**** Texto ****

Clara Passi, Jornal do Brasil
RIO - Se em 1917 a Revolução Russa, que reconfiguraria a geografia política mundial, veio em forma de foice e martelo, a transformação que inauguraria um novo capítulo na história da arte ocidental, naquele mesmo ano, teve o improvável formato de um urinol. O francês Marcel Duchamp (1887-1968) inscreveu o objeto batizado Fonte sob pseudônimo de R.Mutt no salão de arte Independents art exibition, em Nova York, o maior promovido nos EUA, sem jurados ou prêmios, que tinha entre os organizadores o próprio Duchamp.
O urinol foi terminantemente recusado: o artista submetera uma obra que não havia sido feita por suas mãos, não respondia a paradigmas elementares da arte feita para figurar em espaços expositivos, não seguia critérios de cor e forma ou visavam ao deleite visual.
Muito pelo contrário. Diante da negativa, uma revista distribuída no dia da abertura da exposição publicou um artigo anônimo intitulado O caso R. Mutt, que espraiava o raciocínio por trás de deslocar objetos de seus contextos cotidianos e elevá-los à categoria de arte, como reza a cartilha dos ready-made (pronto para o uso).

**** Seção de dados ****

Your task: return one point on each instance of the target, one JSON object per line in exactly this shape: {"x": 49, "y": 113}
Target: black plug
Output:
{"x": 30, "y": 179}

****

Enunciado da tarefa =
Extraia, sem alterar nada, o trecho do texto sobre a Fonte de Duchamp que vai de "Clara Passi, Jornal" até "ao deleite visual.", inclusive. Os dados não têm nenhum papel aqui.

Resposta escrita =
Clara Passi, Jornal do Brasil
RIO - Se em 1917 a Revolução Russa, que reconfiguraria a geografia política mundial, veio em forma de foice e martelo, a transformação que inauguraria um novo capítulo na história da arte ocidental, naquele mesmo ano, teve o improvável formato de um urinol. O francês Marcel Duchamp (1887-1968) inscreveu o objeto batizado Fonte sob pseudônimo de R.Mutt no salão de arte Independents art exibition, em Nova York, o maior promovido nos EUA, sem jurados ou prêmios, que tinha entre os organizadores o próprio Duchamp.
O urinol foi terminantemente recusado: o artista submetera uma obra que não havia sido feita por suas mãos, não respondia a paradigmas elementares da arte feita para figurar em espaços expositivos, não seguia critérios de cor e forma ou visavam ao deleite visual.